*TASK TO COMPLETE:*
Take the records below from their first line to the line with "green tree -> mask for every instance", and restate those lines word for word.
══ SUPPLIED MATERIAL ══
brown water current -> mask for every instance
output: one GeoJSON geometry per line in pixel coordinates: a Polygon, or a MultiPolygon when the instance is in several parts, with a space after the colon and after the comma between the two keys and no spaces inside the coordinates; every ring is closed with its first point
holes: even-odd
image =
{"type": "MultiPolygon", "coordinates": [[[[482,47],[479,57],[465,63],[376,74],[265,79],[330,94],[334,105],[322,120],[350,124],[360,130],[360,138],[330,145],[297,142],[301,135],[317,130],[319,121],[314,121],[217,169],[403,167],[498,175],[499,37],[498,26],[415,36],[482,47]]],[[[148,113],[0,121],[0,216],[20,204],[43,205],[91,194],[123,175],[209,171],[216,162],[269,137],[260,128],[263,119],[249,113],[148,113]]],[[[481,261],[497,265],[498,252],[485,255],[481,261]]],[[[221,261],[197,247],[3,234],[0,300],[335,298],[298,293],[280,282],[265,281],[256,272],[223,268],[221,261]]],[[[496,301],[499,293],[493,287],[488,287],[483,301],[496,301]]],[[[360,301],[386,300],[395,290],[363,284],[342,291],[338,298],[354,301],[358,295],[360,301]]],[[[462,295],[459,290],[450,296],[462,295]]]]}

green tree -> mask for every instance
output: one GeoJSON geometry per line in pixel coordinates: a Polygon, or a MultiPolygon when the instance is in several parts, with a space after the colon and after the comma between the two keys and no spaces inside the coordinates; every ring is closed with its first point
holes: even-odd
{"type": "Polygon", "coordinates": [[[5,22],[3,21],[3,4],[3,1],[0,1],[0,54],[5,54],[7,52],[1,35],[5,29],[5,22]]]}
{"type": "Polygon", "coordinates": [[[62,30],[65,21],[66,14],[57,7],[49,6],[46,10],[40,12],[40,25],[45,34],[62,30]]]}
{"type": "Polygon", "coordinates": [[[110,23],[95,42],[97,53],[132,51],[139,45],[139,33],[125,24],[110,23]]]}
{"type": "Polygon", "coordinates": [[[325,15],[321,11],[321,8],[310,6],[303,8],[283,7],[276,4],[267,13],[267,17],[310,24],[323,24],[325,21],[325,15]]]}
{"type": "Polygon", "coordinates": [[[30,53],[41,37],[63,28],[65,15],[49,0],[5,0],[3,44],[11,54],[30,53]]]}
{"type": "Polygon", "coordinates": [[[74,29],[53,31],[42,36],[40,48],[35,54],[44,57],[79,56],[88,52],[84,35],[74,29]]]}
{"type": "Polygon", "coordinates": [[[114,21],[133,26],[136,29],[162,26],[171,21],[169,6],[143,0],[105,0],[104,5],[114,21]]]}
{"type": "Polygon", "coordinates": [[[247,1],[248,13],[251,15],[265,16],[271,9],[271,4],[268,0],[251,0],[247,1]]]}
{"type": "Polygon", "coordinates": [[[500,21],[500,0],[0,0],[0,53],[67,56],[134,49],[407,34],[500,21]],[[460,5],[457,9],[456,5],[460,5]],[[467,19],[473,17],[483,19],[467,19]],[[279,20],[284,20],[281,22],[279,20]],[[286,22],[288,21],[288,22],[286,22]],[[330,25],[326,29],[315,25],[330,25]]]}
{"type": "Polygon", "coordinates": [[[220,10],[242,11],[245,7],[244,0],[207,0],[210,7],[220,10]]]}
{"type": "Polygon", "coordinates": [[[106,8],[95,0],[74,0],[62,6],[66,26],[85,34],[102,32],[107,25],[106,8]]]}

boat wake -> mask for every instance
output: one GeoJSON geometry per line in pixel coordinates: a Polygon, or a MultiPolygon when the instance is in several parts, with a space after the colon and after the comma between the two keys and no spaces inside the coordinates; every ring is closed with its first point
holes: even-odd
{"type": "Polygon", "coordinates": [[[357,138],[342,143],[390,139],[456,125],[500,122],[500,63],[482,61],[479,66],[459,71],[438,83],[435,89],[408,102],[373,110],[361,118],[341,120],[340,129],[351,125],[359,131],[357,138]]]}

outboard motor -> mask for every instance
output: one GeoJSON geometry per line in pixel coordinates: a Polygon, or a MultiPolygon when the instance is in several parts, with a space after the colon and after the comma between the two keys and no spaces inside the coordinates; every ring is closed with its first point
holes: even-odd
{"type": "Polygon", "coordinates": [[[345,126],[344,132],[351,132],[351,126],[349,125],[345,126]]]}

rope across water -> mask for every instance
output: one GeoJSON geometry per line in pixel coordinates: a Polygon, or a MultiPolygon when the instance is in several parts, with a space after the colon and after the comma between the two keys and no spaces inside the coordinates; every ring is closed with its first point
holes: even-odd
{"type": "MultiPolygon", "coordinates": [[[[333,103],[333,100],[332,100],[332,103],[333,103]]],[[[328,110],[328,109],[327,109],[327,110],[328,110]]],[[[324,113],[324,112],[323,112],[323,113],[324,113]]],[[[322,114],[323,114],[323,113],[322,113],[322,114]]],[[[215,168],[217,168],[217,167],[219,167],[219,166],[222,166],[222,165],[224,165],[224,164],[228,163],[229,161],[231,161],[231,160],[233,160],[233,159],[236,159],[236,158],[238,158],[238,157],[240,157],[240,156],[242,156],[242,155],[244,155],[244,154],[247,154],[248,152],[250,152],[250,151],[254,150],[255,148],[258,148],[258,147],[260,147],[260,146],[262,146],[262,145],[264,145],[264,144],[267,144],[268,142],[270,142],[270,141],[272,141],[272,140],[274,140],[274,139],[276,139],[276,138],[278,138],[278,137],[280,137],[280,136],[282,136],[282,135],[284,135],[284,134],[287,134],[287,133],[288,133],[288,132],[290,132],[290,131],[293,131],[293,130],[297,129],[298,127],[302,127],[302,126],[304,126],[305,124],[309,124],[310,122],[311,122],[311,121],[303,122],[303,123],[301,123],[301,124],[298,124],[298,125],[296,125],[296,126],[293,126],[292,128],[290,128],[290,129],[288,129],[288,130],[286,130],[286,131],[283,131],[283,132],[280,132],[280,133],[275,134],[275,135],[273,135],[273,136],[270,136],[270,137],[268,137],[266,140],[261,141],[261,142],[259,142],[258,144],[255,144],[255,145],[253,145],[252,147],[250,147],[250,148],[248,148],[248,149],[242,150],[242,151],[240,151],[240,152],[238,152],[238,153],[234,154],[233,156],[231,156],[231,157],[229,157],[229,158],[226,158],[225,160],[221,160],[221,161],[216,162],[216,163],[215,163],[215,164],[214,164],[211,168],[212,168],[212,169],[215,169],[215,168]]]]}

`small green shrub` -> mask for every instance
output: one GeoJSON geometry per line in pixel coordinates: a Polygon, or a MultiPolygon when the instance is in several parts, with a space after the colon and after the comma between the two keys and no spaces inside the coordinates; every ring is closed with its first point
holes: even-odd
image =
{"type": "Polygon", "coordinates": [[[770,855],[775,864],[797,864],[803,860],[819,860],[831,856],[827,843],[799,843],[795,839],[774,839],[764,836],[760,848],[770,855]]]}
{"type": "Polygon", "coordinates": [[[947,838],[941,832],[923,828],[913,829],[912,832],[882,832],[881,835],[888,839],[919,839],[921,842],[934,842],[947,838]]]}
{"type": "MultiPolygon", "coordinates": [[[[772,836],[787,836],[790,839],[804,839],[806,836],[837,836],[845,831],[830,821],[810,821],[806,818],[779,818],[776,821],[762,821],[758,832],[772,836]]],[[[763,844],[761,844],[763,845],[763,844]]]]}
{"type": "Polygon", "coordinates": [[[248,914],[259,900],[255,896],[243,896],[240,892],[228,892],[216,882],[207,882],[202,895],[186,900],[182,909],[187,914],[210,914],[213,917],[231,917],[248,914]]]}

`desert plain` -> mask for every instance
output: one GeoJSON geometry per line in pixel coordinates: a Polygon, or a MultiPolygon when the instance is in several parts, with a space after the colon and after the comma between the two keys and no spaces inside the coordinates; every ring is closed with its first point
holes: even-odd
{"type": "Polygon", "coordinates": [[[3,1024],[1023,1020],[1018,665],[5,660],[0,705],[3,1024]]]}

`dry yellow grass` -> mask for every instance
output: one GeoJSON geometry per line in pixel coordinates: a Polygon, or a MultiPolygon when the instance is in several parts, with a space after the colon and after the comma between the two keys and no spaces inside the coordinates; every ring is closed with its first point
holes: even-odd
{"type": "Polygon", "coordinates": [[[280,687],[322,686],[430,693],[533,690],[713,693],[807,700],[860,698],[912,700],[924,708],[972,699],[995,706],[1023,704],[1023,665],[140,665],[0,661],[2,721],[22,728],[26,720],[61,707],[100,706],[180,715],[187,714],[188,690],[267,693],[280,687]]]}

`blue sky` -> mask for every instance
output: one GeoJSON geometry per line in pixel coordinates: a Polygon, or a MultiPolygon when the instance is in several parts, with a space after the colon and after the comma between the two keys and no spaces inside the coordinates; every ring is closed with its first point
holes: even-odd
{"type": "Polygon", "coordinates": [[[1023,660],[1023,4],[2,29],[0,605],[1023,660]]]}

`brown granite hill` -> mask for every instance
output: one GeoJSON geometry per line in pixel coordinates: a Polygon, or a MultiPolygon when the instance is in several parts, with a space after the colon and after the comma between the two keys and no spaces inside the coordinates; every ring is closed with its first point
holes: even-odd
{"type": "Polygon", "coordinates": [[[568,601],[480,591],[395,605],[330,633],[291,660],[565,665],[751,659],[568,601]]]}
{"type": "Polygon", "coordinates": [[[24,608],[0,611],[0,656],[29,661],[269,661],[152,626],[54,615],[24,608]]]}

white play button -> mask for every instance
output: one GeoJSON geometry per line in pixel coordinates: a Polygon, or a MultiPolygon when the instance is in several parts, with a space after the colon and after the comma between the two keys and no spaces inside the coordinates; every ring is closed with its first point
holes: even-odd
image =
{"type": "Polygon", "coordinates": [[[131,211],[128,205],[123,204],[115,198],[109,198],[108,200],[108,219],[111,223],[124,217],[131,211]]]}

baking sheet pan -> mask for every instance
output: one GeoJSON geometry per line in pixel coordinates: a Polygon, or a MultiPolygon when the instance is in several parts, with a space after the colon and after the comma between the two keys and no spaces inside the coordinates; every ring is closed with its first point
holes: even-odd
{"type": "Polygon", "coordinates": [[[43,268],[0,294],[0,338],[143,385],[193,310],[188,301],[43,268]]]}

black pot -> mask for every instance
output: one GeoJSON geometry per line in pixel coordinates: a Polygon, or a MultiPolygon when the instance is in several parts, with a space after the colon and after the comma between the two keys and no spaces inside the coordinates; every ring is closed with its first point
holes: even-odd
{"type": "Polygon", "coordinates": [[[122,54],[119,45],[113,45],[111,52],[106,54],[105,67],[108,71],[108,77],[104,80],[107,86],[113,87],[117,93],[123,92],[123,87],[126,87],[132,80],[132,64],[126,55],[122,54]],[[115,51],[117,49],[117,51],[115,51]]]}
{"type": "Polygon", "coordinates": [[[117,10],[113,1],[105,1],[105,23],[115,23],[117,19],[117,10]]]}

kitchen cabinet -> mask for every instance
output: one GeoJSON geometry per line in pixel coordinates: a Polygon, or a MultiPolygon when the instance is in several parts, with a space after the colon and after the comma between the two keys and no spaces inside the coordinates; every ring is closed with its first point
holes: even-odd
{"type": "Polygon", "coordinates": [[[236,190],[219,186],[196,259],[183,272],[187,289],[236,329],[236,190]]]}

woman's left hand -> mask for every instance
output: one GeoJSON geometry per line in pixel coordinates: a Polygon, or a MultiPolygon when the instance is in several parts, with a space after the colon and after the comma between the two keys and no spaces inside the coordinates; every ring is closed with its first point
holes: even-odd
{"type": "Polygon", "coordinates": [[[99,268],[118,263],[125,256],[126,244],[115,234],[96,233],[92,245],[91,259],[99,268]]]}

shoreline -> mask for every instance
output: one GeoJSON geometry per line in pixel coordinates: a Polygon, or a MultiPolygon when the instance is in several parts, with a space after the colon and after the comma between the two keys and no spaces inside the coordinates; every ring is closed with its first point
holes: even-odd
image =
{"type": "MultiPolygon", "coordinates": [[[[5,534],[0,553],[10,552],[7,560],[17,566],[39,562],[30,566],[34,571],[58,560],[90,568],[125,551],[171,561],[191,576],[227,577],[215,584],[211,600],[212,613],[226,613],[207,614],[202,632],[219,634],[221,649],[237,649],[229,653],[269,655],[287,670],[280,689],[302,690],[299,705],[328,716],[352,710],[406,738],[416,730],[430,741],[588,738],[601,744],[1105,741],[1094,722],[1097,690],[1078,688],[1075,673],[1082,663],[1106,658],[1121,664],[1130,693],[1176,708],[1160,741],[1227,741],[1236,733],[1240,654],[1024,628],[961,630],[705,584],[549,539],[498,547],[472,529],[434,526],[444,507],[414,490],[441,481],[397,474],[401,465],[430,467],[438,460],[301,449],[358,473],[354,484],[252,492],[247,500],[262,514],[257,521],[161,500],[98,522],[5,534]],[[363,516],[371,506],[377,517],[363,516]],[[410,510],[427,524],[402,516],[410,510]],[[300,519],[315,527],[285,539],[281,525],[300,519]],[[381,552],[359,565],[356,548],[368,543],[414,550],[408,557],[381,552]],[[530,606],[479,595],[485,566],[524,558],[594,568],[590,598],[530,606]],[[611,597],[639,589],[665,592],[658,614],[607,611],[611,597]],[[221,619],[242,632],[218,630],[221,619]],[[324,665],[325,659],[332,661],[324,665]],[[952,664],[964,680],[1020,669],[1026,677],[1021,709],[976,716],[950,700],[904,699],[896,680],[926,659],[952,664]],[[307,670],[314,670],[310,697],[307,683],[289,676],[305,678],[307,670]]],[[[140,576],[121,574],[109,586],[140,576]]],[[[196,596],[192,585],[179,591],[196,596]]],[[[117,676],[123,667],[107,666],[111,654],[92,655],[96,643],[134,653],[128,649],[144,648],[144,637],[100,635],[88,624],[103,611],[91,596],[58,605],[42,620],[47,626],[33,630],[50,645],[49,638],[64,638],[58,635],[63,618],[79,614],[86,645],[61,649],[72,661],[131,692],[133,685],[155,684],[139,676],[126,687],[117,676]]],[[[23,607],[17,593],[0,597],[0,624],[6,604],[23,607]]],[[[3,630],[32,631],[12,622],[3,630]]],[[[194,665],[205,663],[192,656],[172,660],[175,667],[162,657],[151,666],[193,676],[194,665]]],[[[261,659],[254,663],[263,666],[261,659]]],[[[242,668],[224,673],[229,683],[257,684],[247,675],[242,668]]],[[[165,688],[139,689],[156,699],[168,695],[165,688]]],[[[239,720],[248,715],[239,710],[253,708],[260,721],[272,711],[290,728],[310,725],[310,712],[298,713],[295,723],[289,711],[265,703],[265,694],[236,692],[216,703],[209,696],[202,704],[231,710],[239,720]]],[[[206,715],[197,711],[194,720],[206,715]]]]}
═══
*ANSWER TO THIS PROBLEM:*
brown water current -> mask for every instance
output: one GeoJSON geometry per line in pixel coordinates: a Polygon, or a MultiPolygon when the instance is in several parts, with a space after the colon and after the comma between the two keys and no spaces inside the coordinates; every ring is closed with its first point
holes: even-odd
image =
{"type": "MultiPolygon", "coordinates": [[[[482,47],[479,57],[465,63],[376,74],[265,79],[330,94],[334,105],[322,120],[350,124],[360,130],[360,138],[330,145],[297,142],[301,135],[317,130],[319,121],[314,121],[217,169],[403,167],[498,175],[499,37],[498,26],[415,36],[482,47]]],[[[148,113],[0,121],[0,216],[20,204],[43,205],[91,194],[123,175],[209,171],[216,162],[269,137],[260,128],[263,119],[249,113],[148,113]]],[[[481,261],[497,265],[498,252],[485,255],[481,261]]],[[[221,261],[197,247],[3,234],[0,300],[335,298],[298,293],[280,282],[265,281],[256,272],[223,268],[221,261]]],[[[496,301],[499,293],[493,287],[488,287],[483,301],[496,301]]],[[[360,301],[386,300],[395,290],[363,284],[342,291],[338,298],[354,301],[358,295],[360,301]]],[[[462,295],[459,290],[450,296],[462,295]]]]}

green tree -> mask for every instance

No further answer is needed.